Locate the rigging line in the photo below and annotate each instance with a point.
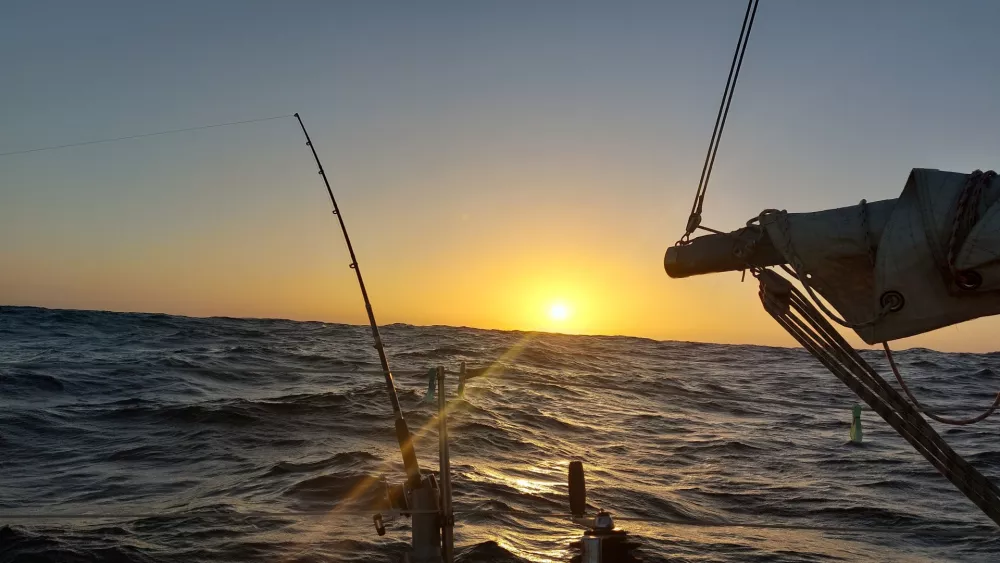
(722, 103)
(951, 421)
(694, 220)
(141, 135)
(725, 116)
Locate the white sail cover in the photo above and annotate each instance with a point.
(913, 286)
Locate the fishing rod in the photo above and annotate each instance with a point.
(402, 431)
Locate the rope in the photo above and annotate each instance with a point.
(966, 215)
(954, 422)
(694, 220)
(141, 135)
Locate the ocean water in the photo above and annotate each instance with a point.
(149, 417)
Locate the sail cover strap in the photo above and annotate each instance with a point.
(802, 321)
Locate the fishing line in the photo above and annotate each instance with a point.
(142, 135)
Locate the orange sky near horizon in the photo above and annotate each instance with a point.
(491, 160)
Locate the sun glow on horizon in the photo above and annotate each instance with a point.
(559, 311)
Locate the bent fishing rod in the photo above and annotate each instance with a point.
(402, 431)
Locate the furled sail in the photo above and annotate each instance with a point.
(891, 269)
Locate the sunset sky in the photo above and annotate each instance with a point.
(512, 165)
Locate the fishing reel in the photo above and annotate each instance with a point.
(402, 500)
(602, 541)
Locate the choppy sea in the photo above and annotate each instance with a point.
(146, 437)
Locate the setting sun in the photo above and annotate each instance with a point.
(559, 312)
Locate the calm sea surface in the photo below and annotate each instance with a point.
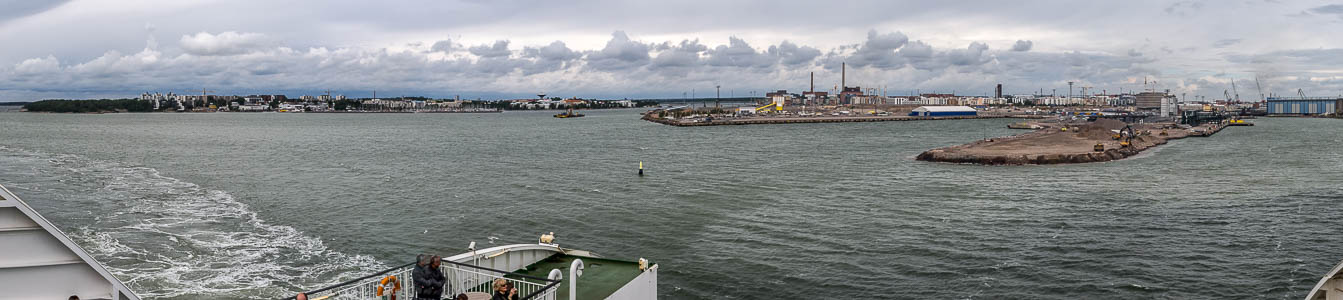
········
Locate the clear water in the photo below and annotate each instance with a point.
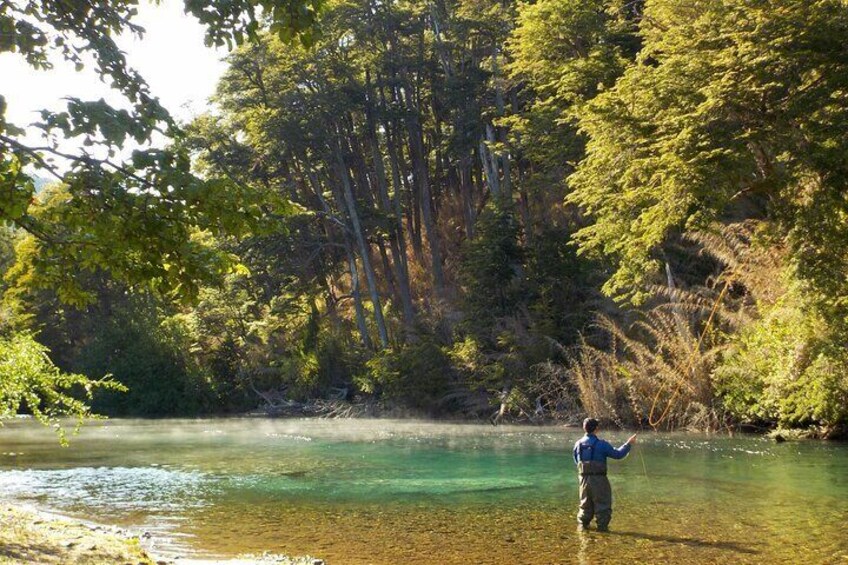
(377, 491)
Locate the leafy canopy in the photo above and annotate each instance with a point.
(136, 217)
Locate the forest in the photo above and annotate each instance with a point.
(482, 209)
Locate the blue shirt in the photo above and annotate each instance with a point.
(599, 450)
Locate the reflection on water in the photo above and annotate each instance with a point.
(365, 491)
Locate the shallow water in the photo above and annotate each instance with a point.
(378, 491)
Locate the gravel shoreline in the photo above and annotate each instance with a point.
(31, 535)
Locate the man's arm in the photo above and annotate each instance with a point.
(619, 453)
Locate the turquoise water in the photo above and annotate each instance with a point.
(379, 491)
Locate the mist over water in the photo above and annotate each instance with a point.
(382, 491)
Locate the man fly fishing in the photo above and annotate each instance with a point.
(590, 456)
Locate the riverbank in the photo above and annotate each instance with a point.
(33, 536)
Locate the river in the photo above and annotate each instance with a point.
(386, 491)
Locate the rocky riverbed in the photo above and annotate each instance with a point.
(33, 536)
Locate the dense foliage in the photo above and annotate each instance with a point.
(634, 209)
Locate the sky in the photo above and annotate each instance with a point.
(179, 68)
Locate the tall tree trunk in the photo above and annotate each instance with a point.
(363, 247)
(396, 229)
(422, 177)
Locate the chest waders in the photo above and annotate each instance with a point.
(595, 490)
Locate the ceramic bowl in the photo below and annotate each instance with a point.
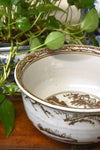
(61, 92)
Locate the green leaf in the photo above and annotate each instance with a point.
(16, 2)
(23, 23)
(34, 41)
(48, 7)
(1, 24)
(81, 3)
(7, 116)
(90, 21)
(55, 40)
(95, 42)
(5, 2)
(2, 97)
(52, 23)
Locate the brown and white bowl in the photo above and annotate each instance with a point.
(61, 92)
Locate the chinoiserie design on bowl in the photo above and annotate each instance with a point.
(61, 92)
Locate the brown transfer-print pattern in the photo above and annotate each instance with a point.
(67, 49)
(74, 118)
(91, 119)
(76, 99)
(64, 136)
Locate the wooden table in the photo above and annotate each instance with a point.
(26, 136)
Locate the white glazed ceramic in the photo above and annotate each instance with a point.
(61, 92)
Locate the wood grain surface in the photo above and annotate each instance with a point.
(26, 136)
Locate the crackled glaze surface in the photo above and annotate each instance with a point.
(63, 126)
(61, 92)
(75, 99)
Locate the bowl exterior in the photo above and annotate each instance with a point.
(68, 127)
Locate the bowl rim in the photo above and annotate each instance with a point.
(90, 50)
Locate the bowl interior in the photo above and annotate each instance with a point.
········
● **Task directions**
What is needed is an exact copy of the lines above, from the one containing "Locate the crackled" through the one containing "Locate the bowl interior", with nothing added.

● **Your response**
Locate the crackled glaze surface in the photo above and annotate each instance with a point.
(63, 126)
(61, 92)
(75, 99)
Locate the bowl exterior in the photo above and annotate each instance with a point.
(68, 127)
Locate the bowl rim in the photo above and annotate each instance with a point.
(90, 50)
Locate the bowl interior in the photo above and annotate each instance with a point.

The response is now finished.